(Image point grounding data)
========

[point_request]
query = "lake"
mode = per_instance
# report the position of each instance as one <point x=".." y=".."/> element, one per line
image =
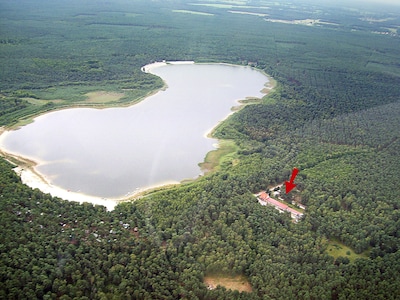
<point x="114" y="152"/>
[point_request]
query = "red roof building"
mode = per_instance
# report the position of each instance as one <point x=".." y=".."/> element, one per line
<point x="265" y="199"/>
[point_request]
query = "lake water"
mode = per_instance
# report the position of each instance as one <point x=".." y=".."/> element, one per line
<point x="113" y="152"/>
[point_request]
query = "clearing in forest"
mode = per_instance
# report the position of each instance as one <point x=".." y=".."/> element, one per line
<point x="338" y="249"/>
<point x="239" y="283"/>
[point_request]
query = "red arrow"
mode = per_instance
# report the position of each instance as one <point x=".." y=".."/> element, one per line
<point x="289" y="184"/>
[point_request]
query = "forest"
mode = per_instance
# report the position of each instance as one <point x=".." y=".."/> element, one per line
<point x="334" y="114"/>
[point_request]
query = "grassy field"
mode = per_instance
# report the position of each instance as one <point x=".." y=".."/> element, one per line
<point x="224" y="153"/>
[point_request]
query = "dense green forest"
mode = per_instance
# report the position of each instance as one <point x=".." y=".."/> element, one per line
<point x="334" y="114"/>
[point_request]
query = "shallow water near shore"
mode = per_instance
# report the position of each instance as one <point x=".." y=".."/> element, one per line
<point x="115" y="152"/>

========

## TASK DIRECTIONS
Every line of the records above should be copied exactly, while the pictures are left behind.

## THE ANSWER
[point_request]
query = "lake"
mode = per_instance
# report the position of each instance as one <point x=".." y=".."/> element, one per line
image =
<point x="114" y="152"/>
[point_request]
query = "red roof building"
mode = per_instance
# report the position of each instance as one <point x=".." y=".."/> element, one per line
<point x="265" y="199"/>
[point_request]
query = "lake water"
mode = per_instance
# report the position of each instance as one <point x=".." y=".."/> element, one per line
<point x="113" y="152"/>
[point_request]
query = "clearing in forest"
mode = per_instance
# report the position of each instance as one <point x=".." y=".."/> element, one per line
<point x="338" y="249"/>
<point x="239" y="283"/>
[point_request]
query = "red arrow"
mode = per_instance
# report the position of each instance as one <point x=".." y=".."/> element, one per line
<point x="289" y="184"/>
[point_request]
query = "forest"
mode = per_instance
# report the position of each instance as one <point x=".." y=".."/> element, one per line
<point x="334" y="114"/>
[point_request]
query = "grassy field"
mode = per_instance
# report the position of each instance as one <point x=".." y=".."/> element, one per line
<point x="224" y="153"/>
[point_request]
query = "dense green forest"
mode = per_instance
# report the position of each instance as one <point x=".." y=".."/> element, one per line
<point x="334" y="114"/>
[point_request]
query = "shallow water near shore"
mode = per_instance
# report the position of each instance as one <point x=".." y=".."/> element, one per line
<point x="115" y="152"/>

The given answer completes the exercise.